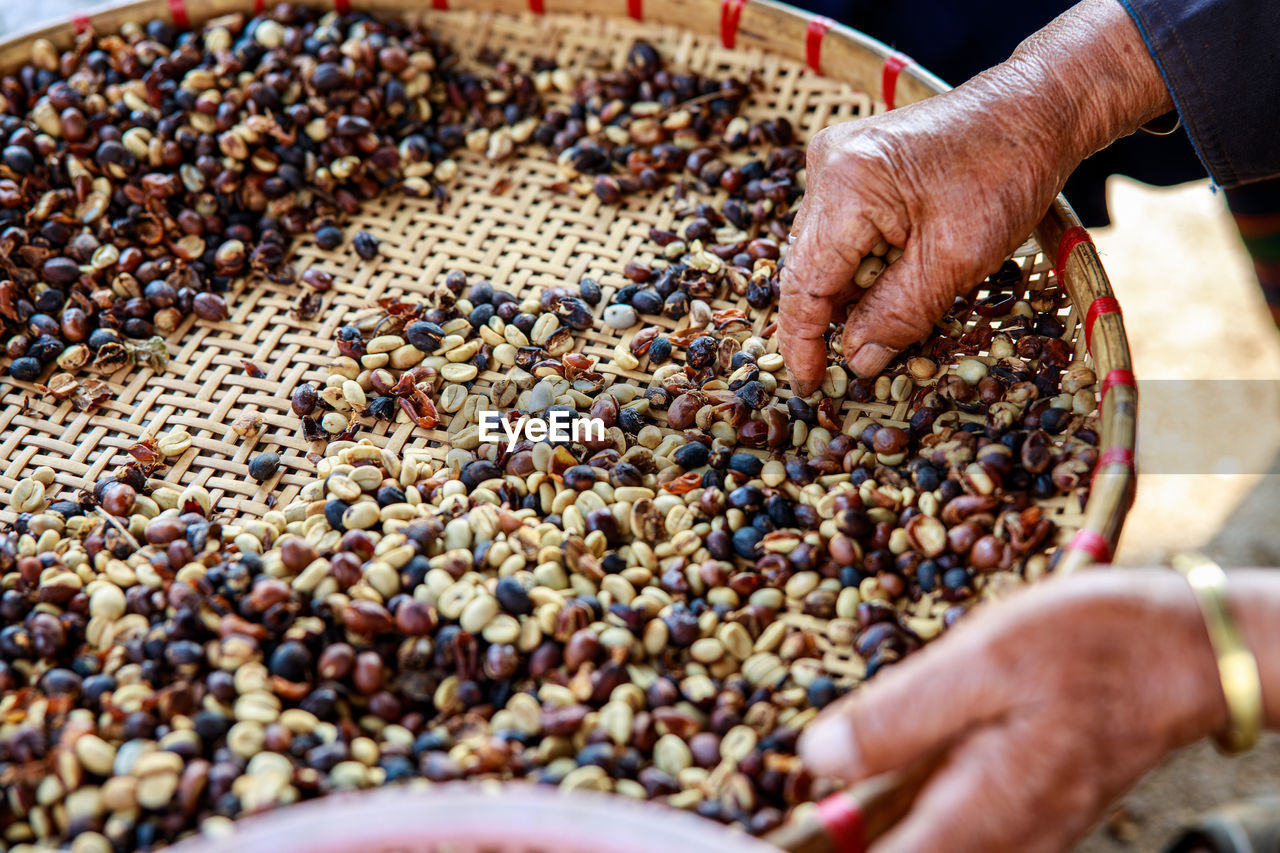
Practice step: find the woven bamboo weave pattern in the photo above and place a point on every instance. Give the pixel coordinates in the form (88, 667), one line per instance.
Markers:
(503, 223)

---

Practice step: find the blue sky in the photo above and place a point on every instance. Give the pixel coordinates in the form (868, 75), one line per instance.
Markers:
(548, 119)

## Problem requirements:
State how many lines of the material contain the string "every", with no other words.

## Exercise solution:
2